● TEXT SECTION
Ancient Triassic Seas of South West England Teemed with Life
An ancient coastal landscape has been brought to life thanks to the dedicated research of an undergraduate from Bristol University. Klara Nordén has explored the diversity of animal life that inhabited the shorelines of south-western England 200 million years ago (Late Triassic), using fossils collected by Gloucester-based geologist Mike Curtis back in the 1980’s.
The student from the School of Earth Sciences (Bristol University) examined material from Late Triassic sediments at the Marston Road Quarry, near the town of Nunney in Somerset. This site is well known for its microfossils and many types of fossil teeth. Although Mike Curtis collected the material back in the 1980’s the fossils have not been formally studied until now.
The paper published in the “Proceedings of the Geologists’ Association” highlights the diverse fauna that once existed in this part of south-western England. The palaeoenvironment consisted of a shallow, tropical sea with many small islands close by. It was on these islands that Bristol’s very own dinosaur the Thecodontosaurus roamed. Thecodontosaurus was the fourth dinosaur to be officially described (actually it was described before the term Dinosauria had been erected). Although a number of specimens were lost when Bristol City Museum was bombed in World War II, enough fossil material has been collected to make this little Sauropodomorpha one of Britain’s best known early Mesozoic dinosaurs.
To read an article about Thecodontosaurus: Bristol Remembers Thecodontosaurus
The study revealed a total of six species of bony fish and a further six species of shark, as well as the presence of a Placodont, a type of marine reptile believed to be distantly related to the Plesiosaurs and a member of the Sauropterygia. The Placodont has been identified as Psephoderma alpinum. Described as being lizard-like with an armoured shell, this reptile fed on shellfish and other invertebrates found in the sediment on the seabed.
An Artist’s Drawing of the Placodont Psephoderma alpinum
An illustration of the Triassic Placodont Psephoderma.
Picture Credit: James O’Shea
In addition, the study revealed the presence of a number of predatory marine reptiles including a crocodile-like animal in the shallow coastal waters (Pachystropheus rhaeticus), a semi-aquatic reptile first described in 1935, nearly one hundred years after the fossils of Thecodontosaurus were scientifically studied.
Commenting upon her research into this ancient Somerset archipelago, student Klara stated:
“We were excited to find teeth from a Placodont, which are rare in British sediments. The presence of Placodonts indicates that the area was once a coastal environment, with shallow waters and abundant invertebrate prey. Placodonts were in decline in the Late Triassic and the Placodont teeth from Marston Road mush come from some of the last of these reptiles to exist on Earth.”

● INSTRUCTIONS
1 - Update the article on the Triassic seas of south-western England, from "To read an article" up to and including "Triassic Placodont Psephoderma.", with "shellfish" replaced by "mollusks".
2 - Count the lines of the data records that contain the string "path", with case counting, and give only the number.
The article above has no connection to the data records that follow it.

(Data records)
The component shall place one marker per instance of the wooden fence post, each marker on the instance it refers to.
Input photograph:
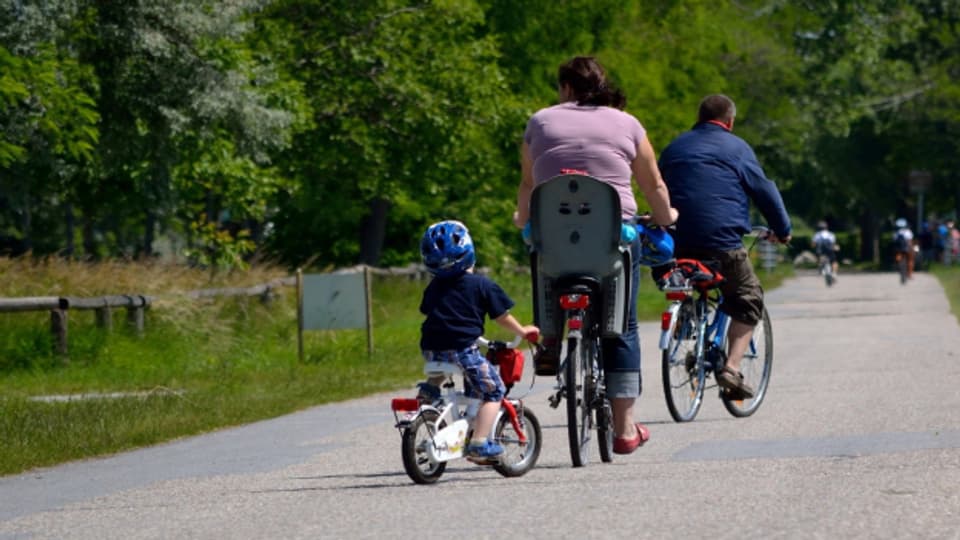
(58, 326)
(135, 315)
(104, 317)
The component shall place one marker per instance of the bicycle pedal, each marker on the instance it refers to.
(483, 461)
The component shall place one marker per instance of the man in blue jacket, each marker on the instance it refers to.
(712, 176)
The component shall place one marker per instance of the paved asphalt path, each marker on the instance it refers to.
(859, 437)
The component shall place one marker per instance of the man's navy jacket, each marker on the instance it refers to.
(712, 175)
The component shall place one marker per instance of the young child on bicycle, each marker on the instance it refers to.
(455, 303)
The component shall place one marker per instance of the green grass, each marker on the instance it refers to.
(201, 365)
(949, 277)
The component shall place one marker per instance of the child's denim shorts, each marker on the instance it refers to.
(481, 378)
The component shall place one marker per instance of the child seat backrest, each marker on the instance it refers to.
(575, 226)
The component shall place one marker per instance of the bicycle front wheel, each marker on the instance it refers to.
(416, 438)
(682, 371)
(756, 366)
(518, 458)
(579, 419)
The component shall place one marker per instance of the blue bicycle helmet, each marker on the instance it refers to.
(447, 249)
(656, 245)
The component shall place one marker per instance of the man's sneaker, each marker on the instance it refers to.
(733, 384)
(488, 452)
(546, 361)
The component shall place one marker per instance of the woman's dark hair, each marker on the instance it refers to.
(588, 82)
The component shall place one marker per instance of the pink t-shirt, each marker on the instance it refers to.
(601, 141)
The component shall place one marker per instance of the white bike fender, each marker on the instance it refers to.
(672, 309)
(449, 442)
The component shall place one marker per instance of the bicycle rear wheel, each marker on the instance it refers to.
(682, 371)
(756, 366)
(518, 458)
(579, 419)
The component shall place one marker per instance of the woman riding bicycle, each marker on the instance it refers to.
(588, 132)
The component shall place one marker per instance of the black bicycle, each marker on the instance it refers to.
(581, 381)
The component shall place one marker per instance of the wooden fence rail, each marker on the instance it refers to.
(58, 306)
(136, 304)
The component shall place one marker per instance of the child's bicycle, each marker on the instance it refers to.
(435, 433)
(694, 342)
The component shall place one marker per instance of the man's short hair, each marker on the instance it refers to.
(717, 107)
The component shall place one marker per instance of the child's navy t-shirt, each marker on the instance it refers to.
(455, 310)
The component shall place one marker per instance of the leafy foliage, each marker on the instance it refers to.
(332, 132)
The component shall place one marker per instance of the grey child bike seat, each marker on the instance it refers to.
(575, 227)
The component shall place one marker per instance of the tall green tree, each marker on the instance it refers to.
(408, 104)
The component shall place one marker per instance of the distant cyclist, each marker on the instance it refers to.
(825, 245)
(713, 175)
(903, 245)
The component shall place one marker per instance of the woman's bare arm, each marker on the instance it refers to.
(648, 177)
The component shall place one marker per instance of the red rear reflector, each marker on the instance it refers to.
(404, 404)
(574, 301)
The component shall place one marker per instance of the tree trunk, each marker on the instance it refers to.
(89, 239)
(149, 226)
(373, 232)
(869, 237)
(69, 245)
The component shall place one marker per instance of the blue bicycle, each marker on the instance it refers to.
(694, 342)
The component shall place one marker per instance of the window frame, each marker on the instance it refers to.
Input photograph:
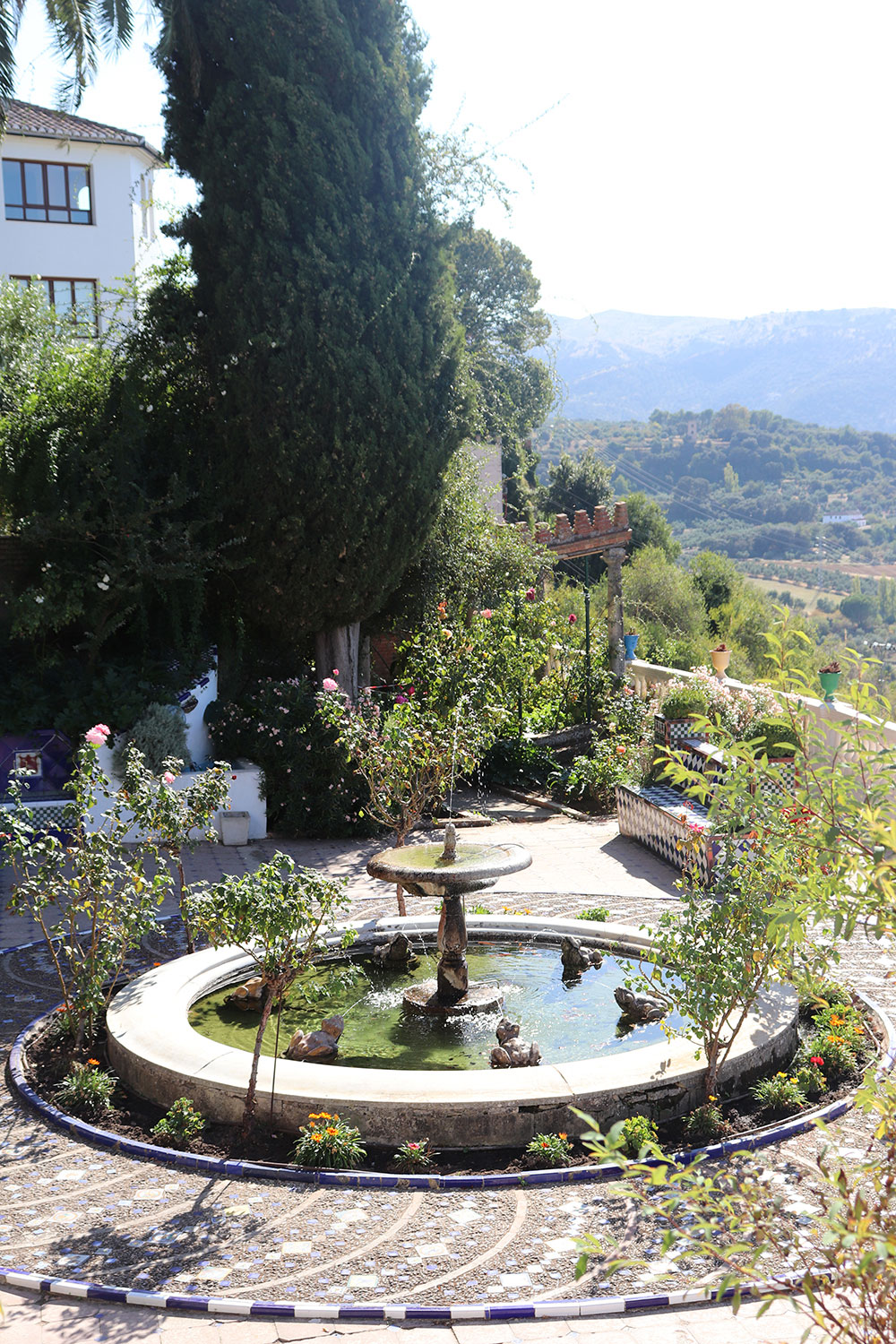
(78, 327)
(69, 209)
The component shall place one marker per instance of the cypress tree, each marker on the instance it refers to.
(324, 309)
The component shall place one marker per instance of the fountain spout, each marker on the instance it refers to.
(449, 852)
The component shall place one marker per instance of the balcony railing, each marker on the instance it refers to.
(833, 717)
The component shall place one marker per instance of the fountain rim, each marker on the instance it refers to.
(454, 874)
(161, 1056)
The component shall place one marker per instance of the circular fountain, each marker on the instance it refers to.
(450, 873)
(413, 1090)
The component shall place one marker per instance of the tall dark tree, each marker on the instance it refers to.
(324, 304)
(497, 308)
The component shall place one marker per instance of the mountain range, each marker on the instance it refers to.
(831, 367)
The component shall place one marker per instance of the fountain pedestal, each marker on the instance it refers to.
(450, 874)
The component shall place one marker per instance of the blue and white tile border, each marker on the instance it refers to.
(392, 1180)
(582, 1308)
(568, 1309)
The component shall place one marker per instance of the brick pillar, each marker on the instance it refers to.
(614, 558)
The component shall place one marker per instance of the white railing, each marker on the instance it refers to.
(831, 715)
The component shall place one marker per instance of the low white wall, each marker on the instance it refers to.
(834, 717)
(245, 796)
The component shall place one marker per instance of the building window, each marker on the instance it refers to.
(73, 300)
(50, 194)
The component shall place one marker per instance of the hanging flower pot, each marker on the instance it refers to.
(720, 659)
(829, 677)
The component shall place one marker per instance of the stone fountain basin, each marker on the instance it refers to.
(160, 1056)
(474, 868)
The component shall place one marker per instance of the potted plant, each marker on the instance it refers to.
(829, 676)
(678, 707)
(720, 659)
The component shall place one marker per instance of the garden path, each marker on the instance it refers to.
(75, 1211)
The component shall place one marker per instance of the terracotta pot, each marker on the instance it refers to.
(720, 660)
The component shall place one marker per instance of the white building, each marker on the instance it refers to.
(77, 209)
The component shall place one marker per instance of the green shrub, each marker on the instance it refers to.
(180, 1124)
(328, 1142)
(775, 737)
(413, 1156)
(780, 1094)
(551, 1150)
(594, 779)
(684, 703)
(638, 1133)
(705, 1124)
(159, 734)
(86, 1090)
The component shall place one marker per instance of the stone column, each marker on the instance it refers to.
(616, 629)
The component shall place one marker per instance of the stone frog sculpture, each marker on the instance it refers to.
(249, 996)
(640, 1007)
(576, 959)
(395, 952)
(320, 1046)
(512, 1053)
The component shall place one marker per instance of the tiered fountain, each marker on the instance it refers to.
(450, 873)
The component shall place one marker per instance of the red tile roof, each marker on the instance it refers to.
(24, 118)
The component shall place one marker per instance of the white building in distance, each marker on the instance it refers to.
(77, 209)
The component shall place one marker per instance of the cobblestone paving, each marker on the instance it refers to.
(78, 1212)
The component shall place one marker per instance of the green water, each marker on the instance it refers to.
(573, 1021)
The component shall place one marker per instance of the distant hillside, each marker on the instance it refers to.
(826, 368)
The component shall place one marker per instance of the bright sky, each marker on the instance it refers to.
(712, 158)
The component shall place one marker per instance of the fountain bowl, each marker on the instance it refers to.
(160, 1056)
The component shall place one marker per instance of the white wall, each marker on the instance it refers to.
(107, 250)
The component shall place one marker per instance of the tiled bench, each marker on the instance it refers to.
(668, 823)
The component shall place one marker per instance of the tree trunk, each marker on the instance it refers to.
(400, 889)
(336, 655)
(616, 626)
(249, 1109)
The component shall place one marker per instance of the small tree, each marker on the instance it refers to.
(90, 895)
(839, 839)
(280, 917)
(406, 754)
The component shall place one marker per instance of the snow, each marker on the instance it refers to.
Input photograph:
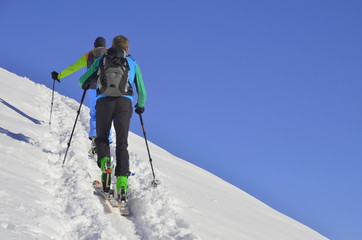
(40, 199)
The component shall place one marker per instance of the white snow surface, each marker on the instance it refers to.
(40, 199)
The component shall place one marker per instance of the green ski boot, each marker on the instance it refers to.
(122, 188)
(106, 169)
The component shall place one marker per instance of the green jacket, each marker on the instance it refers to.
(134, 76)
(84, 61)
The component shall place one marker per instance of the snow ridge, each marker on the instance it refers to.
(41, 199)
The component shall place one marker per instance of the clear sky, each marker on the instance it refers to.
(264, 94)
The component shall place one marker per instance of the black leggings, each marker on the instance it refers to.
(118, 110)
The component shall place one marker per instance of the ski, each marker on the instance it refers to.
(109, 196)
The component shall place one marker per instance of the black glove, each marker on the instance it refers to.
(139, 110)
(55, 76)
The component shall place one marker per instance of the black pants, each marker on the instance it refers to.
(119, 111)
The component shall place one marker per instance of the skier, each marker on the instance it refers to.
(87, 60)
(117, 109)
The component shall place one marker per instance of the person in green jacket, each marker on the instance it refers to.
(86, 60)
(116, 109)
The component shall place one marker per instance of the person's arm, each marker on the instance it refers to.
(80, 63)
(89, 74)
(140, 87)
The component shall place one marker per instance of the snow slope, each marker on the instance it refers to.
(40, 199)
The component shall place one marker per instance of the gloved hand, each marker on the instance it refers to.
(139, 110)
(55, 76)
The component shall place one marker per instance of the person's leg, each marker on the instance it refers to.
(121, 123)
(92, 94)
(104, 117)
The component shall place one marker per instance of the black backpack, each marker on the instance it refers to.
(113, 74)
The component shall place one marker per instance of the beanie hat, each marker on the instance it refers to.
(100, 42)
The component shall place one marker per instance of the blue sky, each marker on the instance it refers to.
(264, 94)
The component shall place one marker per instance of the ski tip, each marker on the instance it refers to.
(96, 182)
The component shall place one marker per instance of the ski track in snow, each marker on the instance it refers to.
(42, 199)
(79, 213)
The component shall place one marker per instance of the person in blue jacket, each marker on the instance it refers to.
(116, 109)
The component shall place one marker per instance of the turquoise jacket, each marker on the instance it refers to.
(134, 76)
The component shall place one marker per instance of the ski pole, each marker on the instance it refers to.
(154, 182)
(75, 123)
(51, 106)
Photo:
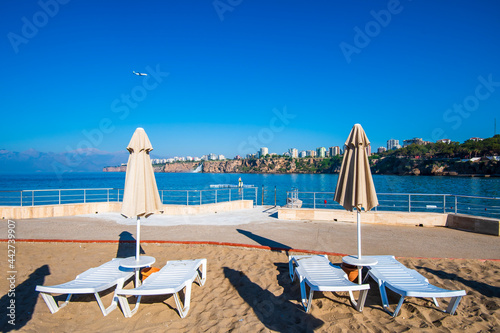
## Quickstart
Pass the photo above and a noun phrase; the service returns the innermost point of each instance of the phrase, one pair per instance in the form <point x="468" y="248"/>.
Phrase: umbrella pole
<point x="138" y="240"/>
<point x="360" y="268"/>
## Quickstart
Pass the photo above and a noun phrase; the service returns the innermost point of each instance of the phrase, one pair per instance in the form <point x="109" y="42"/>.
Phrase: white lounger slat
<point x="390" y="273"/>
<point x="317" y="272"/>
<point x="172" y="278"/>
<point x="92" y="281"/>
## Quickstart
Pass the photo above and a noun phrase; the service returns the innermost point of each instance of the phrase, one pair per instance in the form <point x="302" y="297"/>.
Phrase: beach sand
<point x="247" y="290"/>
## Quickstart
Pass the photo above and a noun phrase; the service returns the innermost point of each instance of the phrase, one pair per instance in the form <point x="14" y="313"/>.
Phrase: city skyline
<point x="218" y="81"/>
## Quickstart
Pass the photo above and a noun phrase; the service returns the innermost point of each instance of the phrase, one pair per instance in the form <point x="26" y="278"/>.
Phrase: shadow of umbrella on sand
<point x="140" y="197"/>
<point x="355" y="187"/>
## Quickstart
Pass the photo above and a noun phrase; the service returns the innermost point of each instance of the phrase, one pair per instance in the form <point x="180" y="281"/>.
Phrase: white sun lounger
<point x="321" y="275"/>
<point x="172" y="278"/>
<point x="91" y="281"/>
<point x="390" y="273"/>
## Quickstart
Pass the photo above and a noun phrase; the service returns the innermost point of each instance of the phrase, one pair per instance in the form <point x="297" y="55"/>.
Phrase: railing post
<point x="444" y="203"/>
<point x="275" y="196"/>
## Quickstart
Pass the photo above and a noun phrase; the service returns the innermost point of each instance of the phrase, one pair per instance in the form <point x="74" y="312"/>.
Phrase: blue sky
<point x="230" y="76"/>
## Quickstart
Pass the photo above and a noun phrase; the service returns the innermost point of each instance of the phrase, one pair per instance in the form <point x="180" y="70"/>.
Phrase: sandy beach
<point x="248" y="288"/>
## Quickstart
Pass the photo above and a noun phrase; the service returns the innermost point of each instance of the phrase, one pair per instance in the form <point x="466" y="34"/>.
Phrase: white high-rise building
<point x="393" y="144"/>
<point x="263" y="151"/>
<point x="321" y="152"/>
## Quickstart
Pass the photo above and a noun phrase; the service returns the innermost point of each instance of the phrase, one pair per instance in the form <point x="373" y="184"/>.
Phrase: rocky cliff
<point x="178" y="167"/>
<point x="122" y="168"/>
<point x="444" y="167"/>
<point x="274" y="165"/>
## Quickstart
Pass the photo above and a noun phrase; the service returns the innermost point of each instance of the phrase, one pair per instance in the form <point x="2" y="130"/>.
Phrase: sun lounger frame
<point x="92" y="281"/>
<point x="175" y="276"/>
<point x="319" y="274"/>
<point x="391" y="274"/>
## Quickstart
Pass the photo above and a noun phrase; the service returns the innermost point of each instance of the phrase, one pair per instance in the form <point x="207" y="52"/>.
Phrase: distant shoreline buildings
<point x="320" y="152"/>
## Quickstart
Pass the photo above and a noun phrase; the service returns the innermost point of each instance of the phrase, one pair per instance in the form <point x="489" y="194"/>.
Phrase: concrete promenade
<point x="260" y="227"/>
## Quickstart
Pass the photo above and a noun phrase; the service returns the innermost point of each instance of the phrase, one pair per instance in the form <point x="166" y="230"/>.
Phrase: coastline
<point x="387" y="166"/>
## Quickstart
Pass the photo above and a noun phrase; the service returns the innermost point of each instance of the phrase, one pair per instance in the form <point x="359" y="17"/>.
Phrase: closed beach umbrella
<point x="140" y="197"/>
<point x="355" y="187"/>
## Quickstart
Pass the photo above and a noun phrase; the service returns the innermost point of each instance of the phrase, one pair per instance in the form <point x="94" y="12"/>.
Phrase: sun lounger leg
<point x="401" y="300"/>
<point x="383" y="295"/>
<point x="306" y="301"/>
<point x="187" y="299"/>
<point x="452" y="307"/>
<point x="201" y="279"/>
<point x="360" y="303"/>
<point x="52" y="304"/>
<point x="127" y="312"/>
<point x="114" y="303"/>
<point x="291" y="269"/>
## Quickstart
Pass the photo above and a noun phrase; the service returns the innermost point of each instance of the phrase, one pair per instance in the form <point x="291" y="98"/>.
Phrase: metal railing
<point x="169" y="197"/>
<point x="410" y="202"/>
<point x="202" y="197"/>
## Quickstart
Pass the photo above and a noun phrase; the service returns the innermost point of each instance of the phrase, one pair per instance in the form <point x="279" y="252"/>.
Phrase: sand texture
<point x="247" y="290"/>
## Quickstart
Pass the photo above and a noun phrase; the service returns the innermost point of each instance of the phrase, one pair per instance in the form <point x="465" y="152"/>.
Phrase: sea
<point x="269" y="183"/>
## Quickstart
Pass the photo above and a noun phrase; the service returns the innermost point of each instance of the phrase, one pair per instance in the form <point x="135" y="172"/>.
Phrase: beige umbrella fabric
<point x="140" y="197"/>
<point x="355" y="187"/>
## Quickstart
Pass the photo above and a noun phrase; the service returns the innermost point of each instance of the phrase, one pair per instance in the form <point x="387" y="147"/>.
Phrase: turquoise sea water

● IN RESPONSE
1 -
To read an article about Thecodontosaurus: Bristol Remembers Thecodontosaurus
The study revealed a total of six species of bony fish and a further six species of shark, as well as the presence of a Placodont, a type of marine reptile believed to be distantly related to the Plesiosaurs and a member of the Sauropterygia. The Placodont has been identified as Psephoderma alpinum. Described as being lizard-like with an armoured shell, this reptile fed on mollusks and other invertebrates found in the sediment on the seabed.
An Artist’s Drawing of the Placodont Psephoderma alpinum
An illustration of the Triassic Placodont Psephoderma.

2 - 2